*** Opening of Data for processing ***
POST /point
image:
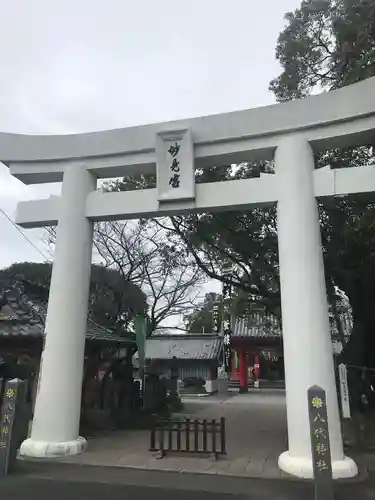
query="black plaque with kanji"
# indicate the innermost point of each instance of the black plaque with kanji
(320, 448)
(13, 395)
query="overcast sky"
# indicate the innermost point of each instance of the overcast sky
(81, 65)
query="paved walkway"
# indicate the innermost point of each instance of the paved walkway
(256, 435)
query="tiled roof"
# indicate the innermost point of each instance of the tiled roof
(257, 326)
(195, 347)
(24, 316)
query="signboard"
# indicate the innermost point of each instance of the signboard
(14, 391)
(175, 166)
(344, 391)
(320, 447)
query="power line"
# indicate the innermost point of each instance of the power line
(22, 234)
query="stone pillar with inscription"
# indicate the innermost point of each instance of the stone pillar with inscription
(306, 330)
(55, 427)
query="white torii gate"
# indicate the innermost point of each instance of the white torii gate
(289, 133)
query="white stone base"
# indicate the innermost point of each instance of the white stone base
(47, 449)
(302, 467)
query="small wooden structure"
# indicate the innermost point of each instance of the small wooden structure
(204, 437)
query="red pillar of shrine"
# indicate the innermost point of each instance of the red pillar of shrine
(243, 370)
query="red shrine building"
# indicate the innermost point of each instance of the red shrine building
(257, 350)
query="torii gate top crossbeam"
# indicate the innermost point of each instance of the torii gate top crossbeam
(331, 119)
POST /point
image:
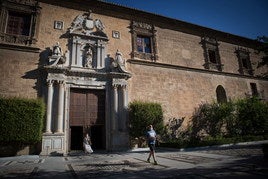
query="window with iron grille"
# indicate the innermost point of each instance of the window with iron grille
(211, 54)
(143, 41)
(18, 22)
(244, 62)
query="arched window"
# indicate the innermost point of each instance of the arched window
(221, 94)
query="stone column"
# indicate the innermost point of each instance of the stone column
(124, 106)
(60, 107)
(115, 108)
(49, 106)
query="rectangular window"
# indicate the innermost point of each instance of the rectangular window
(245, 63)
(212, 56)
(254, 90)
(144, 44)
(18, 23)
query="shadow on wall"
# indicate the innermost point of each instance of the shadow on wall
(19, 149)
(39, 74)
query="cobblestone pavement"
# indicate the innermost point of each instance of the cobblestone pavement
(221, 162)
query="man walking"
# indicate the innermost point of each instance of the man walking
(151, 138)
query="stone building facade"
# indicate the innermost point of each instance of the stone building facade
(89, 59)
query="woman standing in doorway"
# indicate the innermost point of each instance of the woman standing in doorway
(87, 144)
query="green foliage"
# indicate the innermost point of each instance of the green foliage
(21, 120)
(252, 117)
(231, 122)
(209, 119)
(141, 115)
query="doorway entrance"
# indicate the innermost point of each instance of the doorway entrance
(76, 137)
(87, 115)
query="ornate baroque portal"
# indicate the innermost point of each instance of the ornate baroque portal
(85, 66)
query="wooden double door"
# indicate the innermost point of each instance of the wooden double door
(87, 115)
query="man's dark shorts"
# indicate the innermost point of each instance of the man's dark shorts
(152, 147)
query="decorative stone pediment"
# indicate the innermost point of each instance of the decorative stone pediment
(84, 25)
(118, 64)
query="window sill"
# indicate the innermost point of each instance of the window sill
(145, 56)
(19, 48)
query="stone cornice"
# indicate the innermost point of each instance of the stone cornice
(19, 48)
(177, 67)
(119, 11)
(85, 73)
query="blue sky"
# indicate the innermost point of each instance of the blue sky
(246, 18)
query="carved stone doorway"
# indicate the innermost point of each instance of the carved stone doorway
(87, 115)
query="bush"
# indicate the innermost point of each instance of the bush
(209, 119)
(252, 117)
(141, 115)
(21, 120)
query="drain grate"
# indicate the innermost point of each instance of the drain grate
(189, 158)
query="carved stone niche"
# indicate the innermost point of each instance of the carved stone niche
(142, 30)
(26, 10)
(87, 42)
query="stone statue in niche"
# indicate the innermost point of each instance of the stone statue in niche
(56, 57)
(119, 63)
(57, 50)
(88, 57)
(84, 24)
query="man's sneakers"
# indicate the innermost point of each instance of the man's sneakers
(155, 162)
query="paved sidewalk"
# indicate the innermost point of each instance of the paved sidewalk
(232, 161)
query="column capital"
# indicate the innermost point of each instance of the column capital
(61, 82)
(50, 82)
*** Close of Data for processing ***
Exercise prompt: Every line of the data above is to be set down exactly; the pictures are not.

Task response:
POST /point
image:
query="black plaque with kanji"
# indicate the innermost point of each instance of the black plaque with kanji
(320, 448)
(13, 395)
query="overcast sky"
# indicate the innermost point of each instance of the overcast sky
(81, 65)
query="paved walkway"
# indicate the innermost point of each instance of the paved walkway
(256, 435)
query="tiled roof"
# indicate the innermost point of each instance of the tiled roof
(257, 326)
(195, 347)
(24, 316)
query="signboard"
# indicate the innermost point of each instance of the signboard
(14, 391)
(175, 166)
(344, 391)
(320, 447)
query="power line"
# indicate the innermost point of each instance of the power line
(22, 234)
query="stone pillar with inscription"
# indicate the innermost point of each instance of the stone pillar with inscription
(306, 330)
(55, 427)
query="white torii gate"
# indicate the innermost point of each instance of the white torii gate
(289, 133)
query="white stone base"
# indicate the innermost point of each instance of the white stone base
(47, 449)
(302, 467)
query="small wooden structure"
# indicate the innermost point of each instance of the small wooden structure
(204, 437)
query="red pillar of shrine"
# indicate the innermost point of each instance of the red pillar of shrine
(243, 370)
query="red shrine building"
# indicate the innermost point of each instance of the red shrine building
(257, 350)
query="torii gate top crossbeam"
# indicate the innermost point of each instance of the torii gate top crossbeam
(331, 119)
POST /point
image:
query="window with iron grille"
# indicate the innermost point of each instance of the window with iron grille
(211, 54)
(143, 41)
(18, 22)
(244, 62)
query="arched window"
# indicate the innermost point of each instance of the arched window
(221, 94)
query="stone column"
# indicate the innermost point of each instance of the stone column
(124, 106)
(60, 107)
(115, 108)
(49, 106)
query="rectangular window"
# indicate the innermost point of each instance of the rectangular window
(245, 63)
(212, 56)
(254, 90)
(144, 44)
(18, 23)
query="shadow on wall"
# indicate the innermost point of each instance of the shadow on wall
(19, 149)
(39, 74)
query="cobblestone pavement"
# indicate the innermost point of each instance of the cobblestone pavement
(221, 162)
query="man walking"
# indicate the innermost point of each instance of the man walking
(151, 138)
query="stone building facade"
# indicate the innermost point of each instance of the stone building facade
(89, 59)
query="woman standing in doorway"
# indicate the innermost point of each instance of the woman standing in doorway
(87, 144)
query="green foliage"
# indicate the innermost point of each instance of the green foliage
(21, 120)
(252, 117)
(231, 122)
(209, 119)
(141, 115)
query="doorway entrance"
# indicate the innermost point of each instance of the doorway entrance
(76, 137)
(87, 115)
query="ornate baroque portal"
# indicate the innermost point of each instance of the ornate baroque portal
(85, 66)
query="wooden double door"
# indicate the innermost point of each instance of the wooden double door
(87, 115)
query="man's dark shorts"
# indicate the innermost point of each instance of the man's dark shorts
(152, 147)
query="decorative stone pediment"
# indicate the innermost point of each instance of the decorative stone pediment
(84, 25)
(118, 64)
query="window sill"
# indicate the innermost point of each instance of the window sill
(145, 56)
(19, 48)
query="stone cornice"
# indicate the innermost point of each instance of the stone cornice
(19, 48)
(177, 67)
(119, 11)
(85, 73)
query="blue sky"
# indicate the innermost point of each instance of the blue sky
(246, 18)
query="carved stone doorway"
# indicate the innermost point of each instance of the carved stone doorway
(87, 115)
query="bush"
# indicate the innermost point of each instance of the bush
(209, 119)
(252, 117)
(141, 115)
(21, 120)
query="drain grate"
# indicate the innermost point of each instance of the drain grate
(189, 158)
query="carved stone niche"
# indicate the innermost point of each instance of the carved stone niche
(142, 30)
(26, 10)
(87, 42)
query="stone statue in niche"
# indicate the innermost point of each instance of the stone statue in niche
(56, 57)
(119, 63)
(57, 50)
(88, 57)
(84, 24)
query="man's sneakers"
# indicate the innermost point of each instance of the man's sneakers
(155, 162)
query="paved sidewalk"
# indicate the innermost point of each instance of the paved sidewalk
(232, 161)
query="column capital"
# indicate the innermost point of each instance of the column capital
(61, 82)
(50, 82)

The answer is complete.